Which lines of the data below contain the string "cloud"? Copy every such line, and treat uppercase and lowercase as different.

Labeled region records:
"""
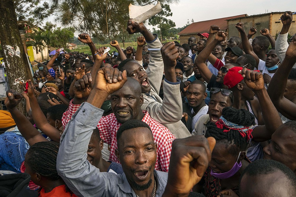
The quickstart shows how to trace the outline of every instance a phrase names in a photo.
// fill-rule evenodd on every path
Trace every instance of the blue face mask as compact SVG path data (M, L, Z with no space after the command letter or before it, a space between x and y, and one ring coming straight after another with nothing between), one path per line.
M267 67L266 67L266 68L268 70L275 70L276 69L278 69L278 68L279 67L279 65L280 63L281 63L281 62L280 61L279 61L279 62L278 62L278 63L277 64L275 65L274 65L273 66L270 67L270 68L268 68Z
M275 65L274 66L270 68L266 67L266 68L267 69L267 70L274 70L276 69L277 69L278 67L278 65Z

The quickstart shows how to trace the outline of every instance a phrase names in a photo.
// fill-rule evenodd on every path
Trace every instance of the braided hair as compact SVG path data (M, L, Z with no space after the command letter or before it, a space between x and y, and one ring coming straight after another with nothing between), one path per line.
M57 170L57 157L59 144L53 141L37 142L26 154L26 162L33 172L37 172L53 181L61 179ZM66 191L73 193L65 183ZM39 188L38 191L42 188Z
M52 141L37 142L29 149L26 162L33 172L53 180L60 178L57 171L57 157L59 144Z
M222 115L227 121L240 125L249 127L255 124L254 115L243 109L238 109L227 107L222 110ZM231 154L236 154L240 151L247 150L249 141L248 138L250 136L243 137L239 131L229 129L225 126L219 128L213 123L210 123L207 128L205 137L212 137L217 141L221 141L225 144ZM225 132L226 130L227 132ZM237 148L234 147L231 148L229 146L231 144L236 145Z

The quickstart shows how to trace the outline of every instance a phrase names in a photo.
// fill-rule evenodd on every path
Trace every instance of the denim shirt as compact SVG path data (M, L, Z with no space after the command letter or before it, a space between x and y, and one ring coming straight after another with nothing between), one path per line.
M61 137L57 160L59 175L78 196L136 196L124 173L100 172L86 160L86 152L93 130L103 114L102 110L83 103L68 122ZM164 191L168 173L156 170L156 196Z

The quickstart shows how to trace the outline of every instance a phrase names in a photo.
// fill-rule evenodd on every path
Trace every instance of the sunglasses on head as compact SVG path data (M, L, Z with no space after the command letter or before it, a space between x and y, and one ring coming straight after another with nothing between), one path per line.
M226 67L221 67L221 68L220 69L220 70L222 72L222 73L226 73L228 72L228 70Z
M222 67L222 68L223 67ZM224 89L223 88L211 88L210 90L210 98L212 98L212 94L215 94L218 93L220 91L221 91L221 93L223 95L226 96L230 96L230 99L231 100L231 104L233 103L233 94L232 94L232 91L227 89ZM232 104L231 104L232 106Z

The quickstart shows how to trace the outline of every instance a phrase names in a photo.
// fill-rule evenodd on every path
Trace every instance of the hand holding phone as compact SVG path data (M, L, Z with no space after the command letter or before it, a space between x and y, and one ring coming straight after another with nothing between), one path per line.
"""
"""
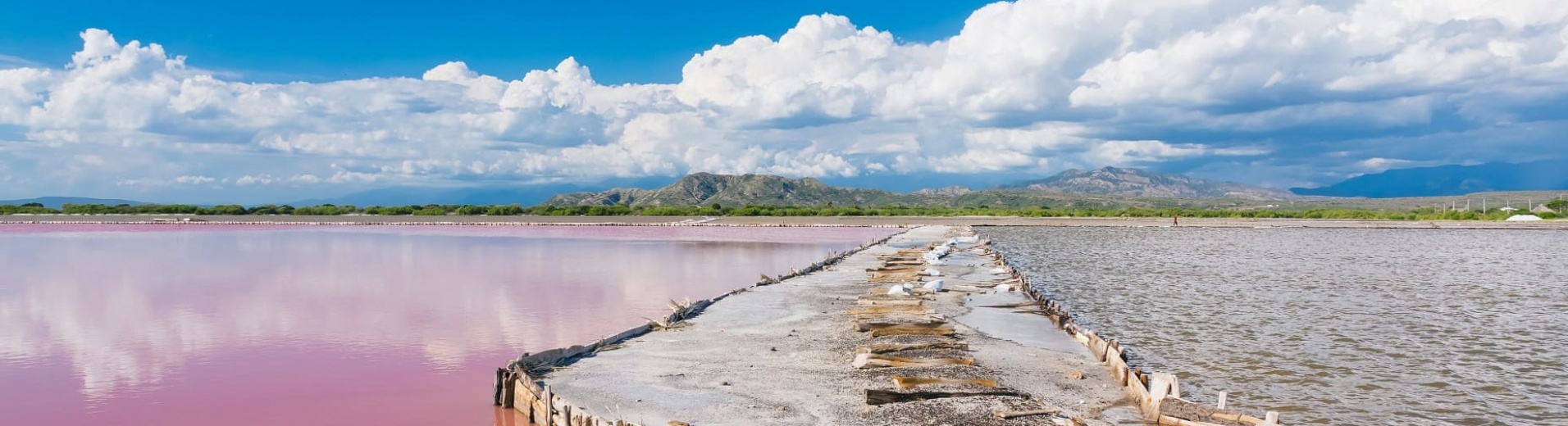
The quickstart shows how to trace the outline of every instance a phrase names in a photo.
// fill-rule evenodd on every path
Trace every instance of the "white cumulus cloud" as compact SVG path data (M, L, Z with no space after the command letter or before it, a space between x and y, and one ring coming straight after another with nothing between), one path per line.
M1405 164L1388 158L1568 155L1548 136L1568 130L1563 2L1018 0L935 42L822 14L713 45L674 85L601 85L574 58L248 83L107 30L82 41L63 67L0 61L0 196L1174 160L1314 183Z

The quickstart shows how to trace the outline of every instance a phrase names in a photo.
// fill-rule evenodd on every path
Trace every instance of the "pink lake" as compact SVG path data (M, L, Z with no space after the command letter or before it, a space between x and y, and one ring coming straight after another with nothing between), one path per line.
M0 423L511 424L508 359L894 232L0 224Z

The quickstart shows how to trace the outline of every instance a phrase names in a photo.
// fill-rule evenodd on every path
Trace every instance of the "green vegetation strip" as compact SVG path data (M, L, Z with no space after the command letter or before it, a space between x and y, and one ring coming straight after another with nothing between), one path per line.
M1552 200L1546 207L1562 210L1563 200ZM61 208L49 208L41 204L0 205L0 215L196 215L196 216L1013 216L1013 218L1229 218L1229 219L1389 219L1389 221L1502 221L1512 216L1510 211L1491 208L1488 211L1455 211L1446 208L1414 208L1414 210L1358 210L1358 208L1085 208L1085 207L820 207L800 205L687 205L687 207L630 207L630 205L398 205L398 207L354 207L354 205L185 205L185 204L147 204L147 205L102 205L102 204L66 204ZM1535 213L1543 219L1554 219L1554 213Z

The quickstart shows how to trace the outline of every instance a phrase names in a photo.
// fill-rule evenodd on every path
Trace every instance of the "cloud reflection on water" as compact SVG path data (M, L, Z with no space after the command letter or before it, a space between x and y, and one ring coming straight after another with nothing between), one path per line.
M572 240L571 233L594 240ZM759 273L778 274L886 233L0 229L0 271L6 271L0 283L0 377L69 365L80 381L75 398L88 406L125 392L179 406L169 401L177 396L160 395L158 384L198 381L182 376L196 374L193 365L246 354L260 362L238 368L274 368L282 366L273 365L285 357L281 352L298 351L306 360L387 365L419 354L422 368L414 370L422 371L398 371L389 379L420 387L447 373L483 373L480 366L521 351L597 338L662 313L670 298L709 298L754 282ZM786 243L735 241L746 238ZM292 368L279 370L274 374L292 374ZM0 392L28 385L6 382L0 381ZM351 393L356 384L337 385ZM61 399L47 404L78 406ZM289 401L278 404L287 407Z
"""
▸ **Worked solution**
Trace every instance of the "white cumulus cloud" as compact SVG path data (M, L, Z with no space after the command letter or before it, a space between x and y, and one ring coming straight after another with nothing between), one path per line.
Trace every instance of the "cloud reflection on water" as compact SVG path data (M, L, Z with no space after the command letter or before it, a space between x and y, and one ring coming straight after another with nothing between), one path per line.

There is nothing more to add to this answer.